Point placement records
----

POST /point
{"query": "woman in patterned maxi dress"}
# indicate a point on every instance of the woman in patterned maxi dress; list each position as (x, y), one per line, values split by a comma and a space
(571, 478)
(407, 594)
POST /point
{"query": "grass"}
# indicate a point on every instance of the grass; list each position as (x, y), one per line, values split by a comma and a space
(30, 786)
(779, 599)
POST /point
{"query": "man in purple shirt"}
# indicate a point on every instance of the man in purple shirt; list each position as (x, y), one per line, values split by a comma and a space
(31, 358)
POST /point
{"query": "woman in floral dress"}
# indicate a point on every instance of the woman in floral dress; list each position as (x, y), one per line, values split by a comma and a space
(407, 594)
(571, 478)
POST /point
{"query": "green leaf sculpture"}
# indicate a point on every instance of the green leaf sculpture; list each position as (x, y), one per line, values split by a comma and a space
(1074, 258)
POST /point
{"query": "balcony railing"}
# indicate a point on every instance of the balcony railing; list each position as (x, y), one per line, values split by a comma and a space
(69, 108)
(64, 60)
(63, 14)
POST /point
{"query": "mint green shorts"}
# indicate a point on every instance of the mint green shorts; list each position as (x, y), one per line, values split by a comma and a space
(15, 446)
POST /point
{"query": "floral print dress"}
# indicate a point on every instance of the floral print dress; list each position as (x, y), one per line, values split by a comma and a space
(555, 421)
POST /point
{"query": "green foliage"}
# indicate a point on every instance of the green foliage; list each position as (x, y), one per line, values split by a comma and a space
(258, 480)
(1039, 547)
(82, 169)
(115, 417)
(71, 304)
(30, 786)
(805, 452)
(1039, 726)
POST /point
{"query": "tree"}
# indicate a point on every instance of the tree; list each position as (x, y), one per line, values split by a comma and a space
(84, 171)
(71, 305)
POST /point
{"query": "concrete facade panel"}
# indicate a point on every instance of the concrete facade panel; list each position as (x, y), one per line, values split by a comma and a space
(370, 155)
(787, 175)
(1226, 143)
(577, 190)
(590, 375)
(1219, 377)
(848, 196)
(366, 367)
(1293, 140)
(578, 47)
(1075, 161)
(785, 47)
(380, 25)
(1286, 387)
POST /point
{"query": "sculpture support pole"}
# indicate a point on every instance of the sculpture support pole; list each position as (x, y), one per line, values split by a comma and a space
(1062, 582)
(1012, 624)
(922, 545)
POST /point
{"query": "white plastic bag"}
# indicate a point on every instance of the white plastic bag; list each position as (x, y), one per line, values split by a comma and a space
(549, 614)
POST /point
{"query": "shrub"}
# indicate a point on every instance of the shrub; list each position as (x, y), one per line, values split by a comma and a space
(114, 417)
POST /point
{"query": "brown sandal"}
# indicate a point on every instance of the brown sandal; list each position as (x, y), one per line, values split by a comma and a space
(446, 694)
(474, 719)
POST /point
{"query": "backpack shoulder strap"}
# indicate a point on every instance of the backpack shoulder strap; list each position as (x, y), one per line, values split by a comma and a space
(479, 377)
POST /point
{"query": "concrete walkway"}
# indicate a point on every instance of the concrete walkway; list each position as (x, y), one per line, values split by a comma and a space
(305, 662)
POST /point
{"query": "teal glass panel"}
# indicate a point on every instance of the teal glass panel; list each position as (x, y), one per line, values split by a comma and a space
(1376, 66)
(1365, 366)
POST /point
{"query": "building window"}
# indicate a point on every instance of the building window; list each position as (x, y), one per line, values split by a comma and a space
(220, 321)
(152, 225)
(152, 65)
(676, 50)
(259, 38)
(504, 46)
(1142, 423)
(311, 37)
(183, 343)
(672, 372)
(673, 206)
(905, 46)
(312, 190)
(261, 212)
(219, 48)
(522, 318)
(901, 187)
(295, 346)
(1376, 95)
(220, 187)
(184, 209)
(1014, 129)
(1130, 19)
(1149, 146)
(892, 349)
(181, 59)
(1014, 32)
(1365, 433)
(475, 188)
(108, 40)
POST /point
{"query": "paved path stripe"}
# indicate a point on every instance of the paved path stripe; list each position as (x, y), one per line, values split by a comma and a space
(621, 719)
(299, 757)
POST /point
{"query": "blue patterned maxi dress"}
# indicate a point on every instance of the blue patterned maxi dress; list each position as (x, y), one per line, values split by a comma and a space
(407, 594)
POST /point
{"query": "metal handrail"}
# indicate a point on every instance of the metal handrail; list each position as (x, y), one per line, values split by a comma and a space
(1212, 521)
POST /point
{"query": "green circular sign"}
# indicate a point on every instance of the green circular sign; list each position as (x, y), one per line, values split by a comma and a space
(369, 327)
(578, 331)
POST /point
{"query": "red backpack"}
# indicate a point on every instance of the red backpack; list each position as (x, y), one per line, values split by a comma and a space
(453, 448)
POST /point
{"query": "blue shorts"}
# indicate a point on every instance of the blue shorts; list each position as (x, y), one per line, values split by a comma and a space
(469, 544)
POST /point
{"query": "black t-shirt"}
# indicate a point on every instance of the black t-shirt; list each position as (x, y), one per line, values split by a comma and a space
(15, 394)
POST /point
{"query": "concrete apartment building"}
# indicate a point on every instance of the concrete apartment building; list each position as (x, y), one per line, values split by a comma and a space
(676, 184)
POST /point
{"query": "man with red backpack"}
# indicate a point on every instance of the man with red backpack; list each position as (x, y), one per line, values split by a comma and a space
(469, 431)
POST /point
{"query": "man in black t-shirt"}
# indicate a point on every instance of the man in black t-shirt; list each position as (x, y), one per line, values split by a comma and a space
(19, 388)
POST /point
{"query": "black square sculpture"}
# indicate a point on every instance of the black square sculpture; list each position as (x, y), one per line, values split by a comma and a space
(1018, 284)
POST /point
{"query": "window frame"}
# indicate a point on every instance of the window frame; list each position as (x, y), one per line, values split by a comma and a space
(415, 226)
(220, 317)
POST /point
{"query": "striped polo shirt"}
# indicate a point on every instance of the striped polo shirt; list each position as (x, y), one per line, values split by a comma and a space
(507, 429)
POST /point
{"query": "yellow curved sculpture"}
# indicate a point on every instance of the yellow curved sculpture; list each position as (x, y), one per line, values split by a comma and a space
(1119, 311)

----

Your task is to transcribe the listing above in full, exactly as given.

▸ Result for this task
POST /point
{"query": "woman in patterned maxi dress"}
# indicate a point on every instance of the woman in patterned maxi dress; list each position as (x, y), one per line, values split by a comma and a space
(571, 478)
(407, 594)
POST /point
{"query": "grass"}
# indicate a point on every instance of the grass; list each position as (x, y), one per line, values split by a comma and a space
(30, 786)
(779, 599)
POST /point
{"query": "man in purple shirt"}
# indicate a point on every instance of the man in purple shirt; list each position as (x, y), one per line, values split by a comma and a space
(31, 358)
POST /point
{"query": "woman in floral dress"}
# indicate a point on every instance of the woman in floral dress; list each position as (x, y), one per line, values split by a comma and a space
(407, 594)
(571, 478)
POST /point
{"query": "green leaf sculpture"}
# indicate a point on every instance of the green leaf sculpture; list each position as (x, y), one per line, values split by a comma and a space
(1074, 258)
POST /point
{"query": "balcony railing"}
# indicate a point on every instance of the balcony railing; list each position as (x, y), one per line, values split by a comma and a space
(69, 108)
(64, 60)
(63, 14)
POST /point
{"query": "mint green shorts"}
# indicate a point on every instance of the mint green shorts; list each position as (x, y), one per line, values split by a comma and a space
(15, 446)
POST /point
{"query": "floral print dress"}
# indicate a point on every instance of the floral print dress; list each position as (x, y), one per line, values split by a comma and a space
(555, 421)
POST /point
{"query": "green foliage"}
# indicate a point on every instance of the green foliage; list each position as (x, y), one per line, values split by a comma and a space
(258, 480)
(1039, 547)
(82, 169)
(115, 417)
(71, 304)
(30, 786)
(805, 452)
(1039, 726)
POST /point
{"query": "tree"}
# indicate a point on every instance of the tree; list each position as (x, y), one per line, values split by a comma and a space
(84, 171)
(71, 305)
POST /point
{"query": "concrete facade panel"}
# indicate a point on every instance of the concrete facade panel; list each position as (x, y), one per line, values split by a comma and a space
(370, 155)
(787, 175)
(1226, 143)
(577, 190)
(590, 375)
(1219, 377)
(848, 196)
(366, 367)
(1293, 140)
(578, 47)
(1075, 161)
(785, 47)
(380, 25)
(1286, 387)
POST /point
{"query": "sculpture support pole"}
# indicate a point on every instance of the sculpture support pole; list each position as (x, y), one per line, values split by a comma and a space
(1062, 582)
(1012, 624)
(922, 545)
POST /point
{"query": "white plastic bag"}
# indicate a point on every instance of the white plastic bag; list each position as (x, y), one per line, values split by a comma and a space
(549, 614)
POST /point
{"query": "shrub"}
# indicate a point on every instance of the shrub; list each position as (x, y), one per line, values split by a comma and a space
(114, 417)
POST /point
{"query": "brown sandal"}
# indicate a point on every instance of the brown sandal; list each position as (x, y), one per line, values split by a comma and a space
(446, 694)
(474, 719)
POST /point
{"query": "backpack shoulder strap"}
# indicate a point on every instance of the backpack shoulder strap; list each position as (x, y), one per line, values split by a comma and a space
(479, 377)
POST /point
{"query": "concrete walkway"}
# indicate a point on every instance of the concrete walkway; list each position as (x, y), one per line, values split by a comma and a space
(305, 662)
POST /point
{"query": "teal glass panel"}
# indicate a point on every instance of the teal glass panel; list each position as (x, y), one per line, values split by a comma and a space
(1376, 66)
(1365, 366)
POST /point
{"query": "building window"}
# indicate a point on every instance of the building window; list each position as (x, y), one per line, values split by a comma and a space
(220, 321)
(152, 225)
(152, 65)
(676, 50)
(259, 38)
(504, 46)
(1142, 423)
(311, 37)
(183, 343)
(672, 372)
(673, 206)
(905, 46)
(312, 190)
(261, 212)
(219, 48)
(522, 318)
(901, 187)
(295, 346)
(1376, 95)
(220, 187)
(184, 209)
(1014, 129)
(1130, 19)
(1149, 146)
(892, 349)
(181, 59)
(1014, 32)
(1365, 433)
(475, 188)
(108, 40)
POST /point
{"query": "paved path stripe"}
# indicate a point on every instance of the paved path stripe; list each position as (x, y), one per line, values split by a comma and a space
(621, 719)
(299, 757)
POST /point
{"query": "blue patterned maxi dress"}
# indicate a point on every instance of the blue patterned maxi dress; list each position as (x, y), one per line, values split by a comma and a space
(407, 594)
POST /point
{"query": "metal handrail"}
# indicate a point on every instance of the metal handrail; list each position as (x, y), one per line, values split by a comma and a space
(1212, 521)
POST /point
{"query": "green circular sign"}
# indicate a point on every instance of the green circular sign; list each position as (x, y), one per line, values split by a comma and a space
(369, 327)
(578, 331)
POST /point
{"query": "red backpack"}
# indicate a point on every instance of the red backpack; list each position as (x, y), one per line, values split by a comma and a space
(453, 448)
POST /point
{"query": "blue shorts"}
# indicate a point on every instance of the blue shorts; list each position as (x, y), one per line, values split by a comma and a space
(469, 544)
POST /point
{"query": "black t-shirt"}
# indicate a point on every instance of the black t-shirt; list each position as (x, y), one per line, values split by a comma and a space
(15, 394)
POST /point
{"query": "concrete apartment building"}
# indicate a point on every instance of the concrete apartment building; list each position as (x, y), one per line, values split by a comma and a space
(676, 184)
POST /point
{"query": "man with red backpack"}
# indicate a point on every instance of the man with red backpack; list each position as (x, y), one per line, values split by a comma and a space
(469, 431)
POST /point
{"query": "man in black t-shirt"}
# indicate a point on every instance of the man in black t-shirt; list each position as (x, y), one per line, values split by a comma and a space
(19, 388)
POST /point
{"query": "black square sculpture"}
# indicate a point on every instance of the black square sculpture; list each position as (x, y), one per line, values split by a comma and a space
(1018, 284)
POST /point
{"query": "window frame"}
# indicate a point on every instance of the window frame; list each position as (x, y), one per line, values split by a comma and a space
(415, 226)
(220, 317)
POST /point
{"query": "striped polo shirt"}
# indicate a point on every instance of the striped polo shirt; list each position as (x, y), one per line, values split by a comma and a space
(507, 429)
POST /point
{"query": "yellow curved sculpture"}
# indicate a point on every instance of the yellow curved sculpture; list each position as (x, y), one per line, values split by a comma and a space
(1119, 311)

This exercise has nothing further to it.